- _Problem description_: Put the lines below into a numbered list, leaving out any blank lines and any pictures.

- _Extracted data_:
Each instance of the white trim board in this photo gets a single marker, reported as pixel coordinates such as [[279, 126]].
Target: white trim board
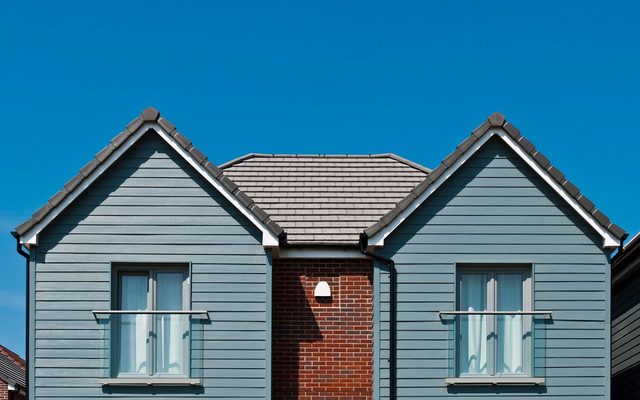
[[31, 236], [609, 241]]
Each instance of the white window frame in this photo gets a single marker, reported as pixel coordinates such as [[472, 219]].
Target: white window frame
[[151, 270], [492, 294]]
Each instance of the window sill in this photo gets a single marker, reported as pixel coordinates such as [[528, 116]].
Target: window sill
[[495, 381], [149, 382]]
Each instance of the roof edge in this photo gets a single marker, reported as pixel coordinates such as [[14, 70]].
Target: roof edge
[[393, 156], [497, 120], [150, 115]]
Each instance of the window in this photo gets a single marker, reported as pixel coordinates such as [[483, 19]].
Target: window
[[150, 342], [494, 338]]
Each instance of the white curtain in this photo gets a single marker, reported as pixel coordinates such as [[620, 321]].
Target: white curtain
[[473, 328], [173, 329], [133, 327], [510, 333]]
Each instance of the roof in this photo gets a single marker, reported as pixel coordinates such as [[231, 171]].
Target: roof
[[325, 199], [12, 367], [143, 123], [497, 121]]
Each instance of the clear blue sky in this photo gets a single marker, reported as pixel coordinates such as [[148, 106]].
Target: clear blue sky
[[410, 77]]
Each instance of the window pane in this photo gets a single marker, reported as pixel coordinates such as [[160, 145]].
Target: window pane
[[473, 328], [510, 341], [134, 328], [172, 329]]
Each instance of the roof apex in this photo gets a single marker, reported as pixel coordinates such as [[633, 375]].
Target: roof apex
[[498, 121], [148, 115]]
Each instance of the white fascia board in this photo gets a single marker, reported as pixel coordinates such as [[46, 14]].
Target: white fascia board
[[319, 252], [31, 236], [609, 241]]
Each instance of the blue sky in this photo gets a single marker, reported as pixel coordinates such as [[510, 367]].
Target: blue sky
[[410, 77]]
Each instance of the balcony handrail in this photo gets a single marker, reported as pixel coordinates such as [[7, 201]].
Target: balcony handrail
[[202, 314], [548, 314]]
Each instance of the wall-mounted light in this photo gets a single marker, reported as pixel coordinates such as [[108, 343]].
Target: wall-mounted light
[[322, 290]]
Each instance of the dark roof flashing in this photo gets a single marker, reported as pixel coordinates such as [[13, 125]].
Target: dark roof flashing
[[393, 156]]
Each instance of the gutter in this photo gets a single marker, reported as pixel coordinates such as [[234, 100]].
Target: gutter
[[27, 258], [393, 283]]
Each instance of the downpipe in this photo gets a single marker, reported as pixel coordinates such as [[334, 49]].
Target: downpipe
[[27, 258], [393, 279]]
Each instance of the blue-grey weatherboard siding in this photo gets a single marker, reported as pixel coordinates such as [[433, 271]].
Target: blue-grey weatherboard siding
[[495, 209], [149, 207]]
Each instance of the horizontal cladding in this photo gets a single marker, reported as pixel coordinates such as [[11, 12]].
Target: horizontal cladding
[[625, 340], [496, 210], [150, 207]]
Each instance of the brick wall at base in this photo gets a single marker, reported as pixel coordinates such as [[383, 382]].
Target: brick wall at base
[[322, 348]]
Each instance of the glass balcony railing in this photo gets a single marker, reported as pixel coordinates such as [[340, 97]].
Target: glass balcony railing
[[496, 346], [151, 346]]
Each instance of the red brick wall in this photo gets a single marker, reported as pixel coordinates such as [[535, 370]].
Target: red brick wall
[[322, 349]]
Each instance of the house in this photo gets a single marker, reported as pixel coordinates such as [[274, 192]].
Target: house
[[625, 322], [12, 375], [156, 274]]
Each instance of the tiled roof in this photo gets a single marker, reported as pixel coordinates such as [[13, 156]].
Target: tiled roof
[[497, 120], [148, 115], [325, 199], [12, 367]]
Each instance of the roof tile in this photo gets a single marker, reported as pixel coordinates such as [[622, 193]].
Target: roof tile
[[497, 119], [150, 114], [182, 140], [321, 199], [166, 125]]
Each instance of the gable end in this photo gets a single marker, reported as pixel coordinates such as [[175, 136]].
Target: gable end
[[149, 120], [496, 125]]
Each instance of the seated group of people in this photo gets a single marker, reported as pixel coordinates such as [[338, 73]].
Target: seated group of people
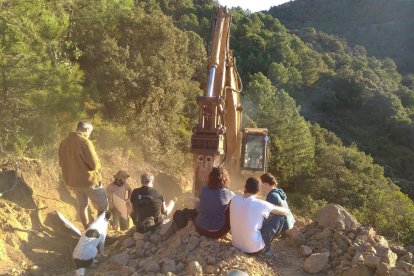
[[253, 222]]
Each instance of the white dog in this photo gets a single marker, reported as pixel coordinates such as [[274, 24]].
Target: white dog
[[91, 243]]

- _Problem solution_:
1. Each instance of the white trim board in this photo gets a single marker, reported as pixel coordinates such as [[279, 126]].
2. Target: white trim board
3. [[31, 236], [609, 241]]
4. Each instance of the white window frame in this photo gets a single marker, reported as pixel coordinates such as [[472, 219]].
5. Target: white window frame
6. [[151, 270], [492, 294]]
7. Each instance of the window sill in this photo gets a single marker, reported as pixel coordinates such as [[528, 116]].
8. Target: window sill
9. [[495, 381], [149, 382]]
10. Each instance of the roof edge in this photo gets a single marker, reported as pixel coordinates such as [[14, 70]].
11. Target: roof edge
12. [[393, 156], [497, 120], [150, 115]]
13. Each instance of the window in this photo gets a single marker, reported as pixel coordinates such as [[483, 19]].
14. Target: window
15. [[150, 342], [494, 338]]
16. Each instance of the white curtain in this photo gets a single marker, reported as pixel coordinates such as [[620, 321]].
17. Target: white curtain
18. [[473, 328], [173, 329], [133, 327], [510, 333]]
19. Each instance of the roof in this photo gets a single marker, reported as pixel coordinates such as [[231, 171]].
20. Target: roof
21. [[325, 199], [12, 367], [143, 123], [497, 121]]
22. Each instance of the clear blue sky in this photo gets a single marker, reported as pixel coordinates such as [[148, 106]].
23. Target: clear blue sky
24. [[410, 77]]
25. Each instance of the window pane in this photo gets a single marker, reported as pixel coordinates such as [[160, 145]].
26. Target: window pane
27. [[473, 328], [510, 341], [134, 328], [172, 329]]
28. Each instance of the roof apex in this photo gets a single marker, reported as pixel coordinates such as [[633, 375]].
29. Target: roof apex
30. [[498, 121], [148, 115]]
31. Each instance of the white fascia board in this photo gets a single marker, reported as pixel coordinates such as [[46, 14]].
32. Target: white fascia board
33. [[319, 252], [31, 236], [609, 241]]
34. Each instance of the blue sky in this photo gets a single marker, reported as pixel coordinates such as [[510, 367]].
35. Target: blue sky
36. [[410, 77]]
37. Each instance of the balcony handrail in this photo gets a single marker, reported as pixel coordinates such as [[7, 201]].
38. Target: balcony handrail
39. [[202, 314], [548, 314]]
40. Each instance of the wall-mounted light in this photo gets a single marker, reported as pixel coordinates such as [[108, 343]].
41. Target: wall-mounted light
42. [[322, 290]]
43. Each instance of the dark roof flashing in this photo gets a single marker, reported as pixel coordinates such as [[13, 125]].
44. Target: dark roof flashing
45. [[393, 156]]
46. Each instance of the gutter in this photo gets a single marker, reported as pixel coordinates such as [[234, 100]].
47. Target: gutter
48. [[27, 258], [393, 283]]
49. Each instance of the downpipe in this photo gets a single marker, reported as pixel coordinates such as [[334, 49]].
50. Target: downpipe
51. [[27, 258], [393, 279]]
52. Each instance of the blue-grey weatherboard siding in this photo gets a single marker, reported as pixel coordinates such as [[433, 271]].
53. Target: blue-grey weatherboard siding
54. [[495, 209], [149, 207]]
55. Each instance of the horizontal cladding in this photo gets a single marker, reported as pixel coordinates such as [[11, 12]].
56. Target: horizontal cladding
57. [[625, 340], [496, 210], [150, 207]]
58. Each instance of the brick wall at base in this photo gets a single marker, reported as pixel coordinates such as [[383, 382]].
59. Target: brick wall at base
60. [[322, 348]]
61. Each instance of the glass balcony railing in this photo gets a single marker, reported as pixel coordinates such as [[340, 97]].
62. Target: glass balcony railing
63. [[496, 346], [151, 346]]
64. Each instance of the red brick wall in this photo gets a single marker, reported as pixel coordinates such as [[535, 370]].
65. Target: red brick wall
66. [[322, 349]]
67. Each instance of the house in this photo gets a single marker, reported as pixel coordinates such as [[274, 192]].
68. Target: house
69. [[625, 322], [12, 375], [156, 274]]
70. Each instance of the tiled roof in this photo gets a single marker, reported as pixel coordinates such as [[13, 156]].
71. Target: tiled roof
72. [[497, 120], [148, 115], [325, 199], [12, 367]]
73. Each instance of the roof tile in this photo gets a single marker, reported as pixel coordinates such as [[622, 193]].
74. Target: roof tile
75. [[497, 119], [150, 114], [182, 140], [321, 199], [166, 125]]
76. Each instance of the gable end in this photo gets a single marker, reported as pixel coordinates such as [[175, 136]].
77. Target: gable end
78. [[149, 120], [496, 125]]
79. Each instance of the seated group of people in this photo gets a single marker, reported as pixel coordinates such as [[338, 73]].
80. Target: seated group of people
81. [[253, 222]]
82. Each instance of the white dog in this photo gets a single marker, reported as pixel coordinates such as [[274, 24]].
83. Target: white dog
84. [[91, 243]]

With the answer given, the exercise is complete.